> **Given exercise**:
Reproduce the rows that follow with every occurrence of "layout" changed to "format" and nothing else altered, leaving out the pictures.

> **Entries provided**:
▼

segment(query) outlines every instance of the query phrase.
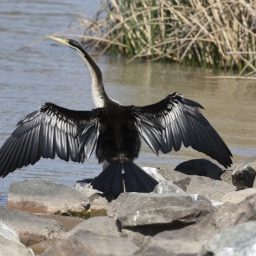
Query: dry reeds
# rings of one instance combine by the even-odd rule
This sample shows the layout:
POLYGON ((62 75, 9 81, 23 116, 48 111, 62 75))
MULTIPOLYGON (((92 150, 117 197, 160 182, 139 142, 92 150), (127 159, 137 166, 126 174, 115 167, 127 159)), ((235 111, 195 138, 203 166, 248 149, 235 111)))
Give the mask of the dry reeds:
POLYGON ((88 45, 129 62, 168 59, 256 74, 256 0, 106 0, 93 19, 79 21, 88 45))
POLYGON ((109 0, 103 20, 81 20, 104 51, 150 61, 256 72, 254 0, 109 0), (100 38, 100 41, 99 40, 100 38), (103 40, 107 40, 104 42, 103 40))

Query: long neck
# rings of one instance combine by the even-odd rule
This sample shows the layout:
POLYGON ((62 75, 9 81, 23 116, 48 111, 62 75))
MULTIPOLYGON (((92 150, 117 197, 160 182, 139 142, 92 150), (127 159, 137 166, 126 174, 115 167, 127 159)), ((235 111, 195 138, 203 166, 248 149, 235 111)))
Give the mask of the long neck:
POLYGON ((99 67, 83 47, 80 47, 77 52, 84 60, 91 73, 92 79, 92 94, 94 104, 96 108, 103 108, 106 102, 111 99, 106 93, 104 88, 102 74, 99 67))

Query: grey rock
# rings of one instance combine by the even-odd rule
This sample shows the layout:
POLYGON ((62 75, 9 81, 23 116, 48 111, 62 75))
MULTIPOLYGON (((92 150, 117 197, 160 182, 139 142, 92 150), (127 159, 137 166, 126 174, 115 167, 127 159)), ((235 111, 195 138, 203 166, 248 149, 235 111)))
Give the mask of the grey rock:
POLYGON ((207 177, 188 175, 179 172, 164 169, 159 170, 159 172, 188 194, 202 195, 208 199, 215 201, 220 201, 228 192, 236 190, 234 186, 207 177))
POLYGON ((140 248, 124 237, 91 232, 79 230, 69 239, 72 238, 89 244, 97 253, 102 255, 131 255, 140 248))
POLYGON ((34 256, 32 250, 22 244, 19 236, 0 221, 0 254, 1 256, 34 256))
POLYGON ((127 194, 121 194, 109 205, 120 206, 117 219, 122 228, 194 223, 213 209, 200 195, 127 194))
POLYGON ((241 163, 234 170, 232 182, 238 189, 252 188, 256 177, 256 156, 241 163))
POLYGON ((62 225, 65 231, 69 231, 77 225, 80 224, 85 221, 84 219, 82 219, 81 218, 74 218, 62 215, 47 214, 41 213, 35 214, 35 215, 37 217, 51 219, 56 220, 56 221, 59 221, 62 225))
MULTIPOLYGON (((168 243, 180 244, 185 243, 188 244, 190 243, 191 248, 193 248, 194 251, 191 250, 189 252, 188 247, 188 250, 185 246, 181 246, 180 253, 196 253, 196 251, 199 253, 200 245, 221 230, 255 220, 256 220, 256 196, 252 196, 238 204, 225 203, 219 209, 210 212, 200 222, 193 225, 182 229, 159 233, 150 240, 147 247, 150 248, 157 246, 167 250, 164 244, 168 245, 168 243)), ((171 248, 168 250, 170 255, 177 252, 174 250, 172 250, 171 248)))
POLYGON ((239 224, 216 234, 204 244, 201 256, 256 255, 256 221, 239 224))
POLYGON ((141 228, 141 230, 122 228, 122 235, 123 237, 127 239, 139 247, 146 246, 149 239, 152 237, 149 234, 145 234, 143 228, 141 228))
POLYGON ((26 246, 44 240, 55 239, 65 232, 60 222, 21 211, 9 211, 0 207, 0 220, 12 229, 21 243, 26 246))
POLYGON ((45 250, 42 256, 99 256, 87 243, 73 237, 58 241, 55 244, 45 250))
POLYGON ((13 182, 10 188, 8 207, 33 213, 90 216, 90 200, 78 191, 47 180, 13 182))
POLYGON ((102 235, 120 236, 119 224, 116 220, 109 217, 94 217, 77 225, 73 229, 63 234, 61 238, 68 238, 71 236, 82 232, 93 232, 102 235))
POLYGON ((158 172, 159 169, 157 168, 154 167, 141 167, 141 169, 159 182, 165 180, 165 179, 158 172))
POLYGON ((93 194, 102 194, 102 192, 92 188, 90 182, 91 180, 88 182, 87 180, 79 180, 76 183, 74 188, 87 197, 90 197, 93 194))
POLYGON ((116 200, 111 202, 107 209, 107 214, 111 218, 116 218, 121 207, 125 204, 129 198, 129 193, 122 193, 116 200))
POLYGON ((216 161, 200 159, 183 162, 177 165, 174 170, 189 175, 205 176, 220 180, 220 175, 225 168, 216 161))
POLYGON ((107 209, 115 198, 113 194, 93 194, 90 196, 90 217, 107 216, 107 209))
MULTIPOLYGON (((161 247, 146 247, 141 249, 138 250, 134 255, 136 256, 156 256, 156 255, 161 255, 161 256, 170 256, 169 252, 166 251, 165 250, 161 248, 161 247)), ((172 256, 173 254, 172 254, 172 256)), ((183 256, 183 255, 181 255, 183 256)), ((185 255, 184 255, 185 256, 185 255)))
POLYGON ((156 186, 154 191, 151 193, 157 194, 164 194, 168 193, 178 193, 183 195, 186 194, 186 193, 184 192, 180 188, 165 179, 164 180, 160 181, 159 183, 156 186))
POLYGON ((166 255, 196 256, 201 247, 201 243, 196 241, 175 239, 170 240, 164 237, 159 240, 153 237, 148 246, 141 250, 141 255, 147 255, 148 252, 158 251, 159 253, 166 255))
POLYGON ((225 181, 231 185, 233 185, 233 182, 232 180, 232 173, 234 171, 235 166, 232 165, 232 169, 227 169, 225 170, 221 175, 220 179, 222 181, 225 181))
POLYGON ((256 195, 256 188, 247 188, 238 191, 232 191, 226 194, 221 199, 221 202, 229 202, 239 204, 246 197, 256 195))

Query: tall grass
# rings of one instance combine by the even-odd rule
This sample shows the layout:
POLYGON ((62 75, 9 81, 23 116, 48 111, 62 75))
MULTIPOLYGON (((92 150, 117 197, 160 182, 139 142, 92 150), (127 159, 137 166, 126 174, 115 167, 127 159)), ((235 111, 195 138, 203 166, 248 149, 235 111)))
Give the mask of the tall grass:
POLYGON ((84 43, 129 62, 165 59, 256 74, 256 0, 106 0, 93 19, 79 21, 84 43))

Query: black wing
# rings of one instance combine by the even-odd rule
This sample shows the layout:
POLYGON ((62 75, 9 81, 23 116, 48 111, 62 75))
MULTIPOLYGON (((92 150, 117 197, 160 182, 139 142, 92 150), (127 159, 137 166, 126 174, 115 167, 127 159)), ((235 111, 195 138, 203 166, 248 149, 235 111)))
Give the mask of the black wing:
POLYGON ((200 113, 199 109, 204 108, 198 103, 174 93, 155 104, 136 108, 140 115, 162 131, 164 142, 159 140, 159 145, 155 147, 155 150, 160 148, 163 152, 168 153, 173 148, 177 151, 183 143, 185 147, 191 146, 193 148, 217 160, 226 168, 232 163, 230 151, 200 113), (163 129, 157 125, 156 119, 163 129))
POLYGON ((99 129, 100 124, 96 116, 93 111, 69 110, 52 103, 42 105, 19 122, 0 148, 0 177, 34 164, 41 157, 54 159, 56 154, 66 161, 70 159, 83 163, 90 157, 97 139, 94 131, 99 129), (88 135, 87 143, 83 143, 84 134, 88 135))

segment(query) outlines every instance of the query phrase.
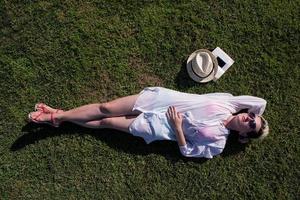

▲

> **Expected output**:
segment(query) outlines every instance of the query phrase.
Query: dry reeds
# rings of one instance combine by the even-odd rule
This sample shows the format:
POLYGON ((62 75, 9 81, 23 116, 48 111, 62 75))
MULTIPOLYGON (((92 150, 117 197, 160 182, 139 142, 92 150), (127 159, 137 166, 126 174, 115 167, 127 159)), ((235 111, 195 138, 203 166, 248 149, 235 111)))
Give the mask of the dry reeds:
POLYGON ((88 45, 129 62, 168 59, 256 74, 256 0, 106 0, 93 19, 79 21, 88 45))
POLYGON ((109 0, 103 20, 81 20, 104 51, 150 61, 256 72, 254 0, 109 0), (100 38, 100 41, 99 40, 100 38), (103 40, 107 40, 104 42, 103 40))

Query: long neck
# rings of one instance combine by the even-odd rule
This sample shows the format:
POLYGON ((62 75, 9 81, 23 116, 48 111, 62 75))
MULTIPOLYGON (((92 150, 117 197, 160 182, 139 142, 92 150), (127 159, 137 166, 126 174, 115 167, 127 159)), ((235 111, 195 138, 203 166, 248 149, 235 111)))
Give the mask of the long neck:
POLYGON ((99 67, 83 47, 80 47, 77 52, 84 60, 91 73, 92 79, 92 94, 94 104, 96 108, 103 108, 106 102, 111 99, 106 93, 104 88, 102 74, 99 67))

Query: grey rock
# rings of one instance combine by the even-odd rule
This sample shows the format:
POLYGON ((62 75, 9 81, 23 116, 48 111, 62 75))
MULTIPOLYGON (((92 150, 117 197, 160 182, 139 142, 92 150), (127 159, 137 166, 126 174, 115 167, 127 159)), ((235 111, 195 138, 203 166, 248 149, 235 111)))
Give the mask of the grey rock:
POLYGON ((207 177, 188 175, 179 172, 164 169, 159 170, 159 172, 188 194, 202 195, 208 199, 215 201, 220 201, 228 192, 236 190, 234 186, 207 177))
POLYGON ((140 248, 124 237, 91 232, 79 230, 69 239, 72 238, 89 244, 97 253, 102 255, 131 255, 140 248))
POLYGON ((34 256, 32 250, 22 244, 19 236, 0 221, 0 254, 1 256, 34 256))
POLYGON ((127 194, 121 194, 109 205, 120 206, 117 219, 122 228, 194 223, 213 209, 200 195, 127 194))
POLYGON ((241 163, 234 170, 232 182, 238 189, 252 188, 256 177, 256 156, 241 163))
POLYGON ((62 225, 65 231, 69 231, 77 225, 80 224, 85 221, 84 219, 82 219, 81 218, 74 218, 62 215, 47 214, 41 213, 35 214, 35 215, 37 217, 51 219, 56 220, 56 221, 59 221, 62 225))
MULTIPOLYGON (((168 243, 180 244, 185 243, 188 244, 190 243, 191 248, 193 248, 194 251, 191 250, 189 252, 188 247, 188 250, 185 246, 181 246, 180 253, 196 253, 196 251, 199 253, 200 245, 221 230, 255 220, 256 220, 256 196, 252 196, 238 204, 225 203, 219 209, 210 212, 200 222, 193 225, 182 229, 159 233, 150 240, 147 247, 150 248, 157 246, 167 250, 164 244, 168 245, 168 243)), ((171 248, 168 250, 170 255, 177 252, 174 250, 172 250, 171 248)))
POLYGON ((239 224, 216 234, 204 244, 201 256, 256 255, 256 221, 239 224))
POLYGON ((141 228, 141 230, 122 228, 122 235, 123 237, 127 239, 139 247, 146 246, 149 239, 152 237, 149 234, 145 234, 143 228, 141 228))
POLYGON ((26 246, 44 240, 55 239, 65 232, 60 222, 21 211, 9 211, 0 207, 0 220, 12 229, 21 243, 26 246))
POLYGON ((45 250, 42 256, 99 256, 87 243, 73 237, 58 241, 55 244, 45 250))
POLYGON ((13 182, 10 188, 8 207, 33 213, 90 216, 90 200, 78 191, 47 180, 13 182))
POLYGON ((102 235, 120 236, 119 224, 116 220, 109 217, 94 217, 77 225, 73 229, 63 234, 61 238, 68 238, 71 236, 82 232, 93 232, 102 235))
POLYGON ((158 172, 159 169, 157 168, 154 167, 141 167, 141 169, 159 182, 165 180, 165 179, 158 172))
POLYGON ((93 194, 102 194, 102 192, 92 188, 90 182, 91 180, 88 182, 87 180, 79 180, 76 183, 74 188, 87 197, 90 197, 93 194))
POLYGON ((116 200, 111 202, 107 209, 107 214, 111 218, 116 218, 121 207, 125 204, 129 198, 129 193, 122 193, 116 200))
POLYGON ((216 161, 200 159, 183 162, 177 165, 174 170, 189 175, 205 176, 220 180, 220 175, 225 168, 216 161))
POLYGON ((107 209, 115 198, 113 194, 93 194, 90 196, 90 217, 107 216, 107 209))
MULTIPOLYGON (((161 247, 146 247, 141 249, 138 250, 134 255, 136 256, 156 256, 156 255, 161 255, 161 256, 170 256, 169 252, 166 251, 165 250, 161 248, 161 247)), ((172 256, 173 254, 172 254, 172 256)), ((183 256, 183 255, 181 255, 183 256)), ((185 255, 184 255, 185 256, 185 255)))
POLYGON ((156 186, 154 191, 151 193, 157 194, 164 194, 168 193, 178 193, 183 195, 186 194, 186 193, 184 192, 180 188, 165 179, 164 180, 160 181, 159 183, 156 186))
POLYGON ((166 255, 196 256, 201 247, 201 243, 196 241, 175 239, 170 240, 164 237, 159 240, 153 237, 148 246, 141 250, 141 255, 147 255, 148 252, 158 251, 159 253, 166 255))
POLYGON ((225 181, 231 185, 233 185, 233 182, 232 180, 232 173, 234 171, 235 166, 232 165, 232 169, 227 169, 225 170, 221 175, 220 179, 222 181, 225 181))
POLYGON ((256 195, 256 188, 247 188, 238 191, 232 191, 226 194, 221 199, 221 202, 229 202, 239 204, 246 197, 256 195))

Query: tall grass
# rings of one instance combine by the even-odd rule
This sample shows the format:
POLYGON ((62 75, 9 81, 23 116, 48 111, 62 75))
MULTIPOLYGON (((92 150, 117 197, 160 182, 139 142, 92 150), (127 159, 137 166, 126 174, 115 167, 127 159)), ((235 111, 195 138, 203 166, 248 149, 235 111)))
Give the mask of the tall grass:
POLYGON ((84 43, 129 62, 165 59, 256 74, 256 0, 106 0, 93 19, 79 21, 84 43))

Query: black wing
# rings of one instance combine by the even-odd rule
This sample shows the format:
POLYGON ((62 75, 9 81, 23 116, 48 111, 62 75))
MULTIPOLYGON (((92 150, 117 197, 160 182, 139 142, 92 150), (127 159, 137 166, 126 174, 115 167, 127 159)), ((235 111, 195 138, 203 166, 248 149, 235 111)))
Give the mask of the black wing:
POLYGON ((200 113, 199 109, 204 108, 198 103, 174 93, 155 104, 136 108, 140 115, 162 131, 164 142, 159 140, 159 145, 155 147, 155 150, 160 148, 163 152, 168 153, 173 148, 177 151, 183 143, 185 147, 191 146, 193 148, 217 160, 226 168, 232 163, 230 151, 200 113), (163 129, 157 125, 156 119, 163 129))
POLYGON ((99 129, 100 124, 96 116, 93 111, 69 110, 52 103, 42 105, 19 122, 0 148, 0 177, 34 164, 41 157, 54 159, 56 154, 66 161, 70 159, 83 163, 90 157, 97 139, 94 131, 99 129), (88 135, 87 143, 83 143, 84 134, 88 135))

segment(query) outlines every instance of the query phrase.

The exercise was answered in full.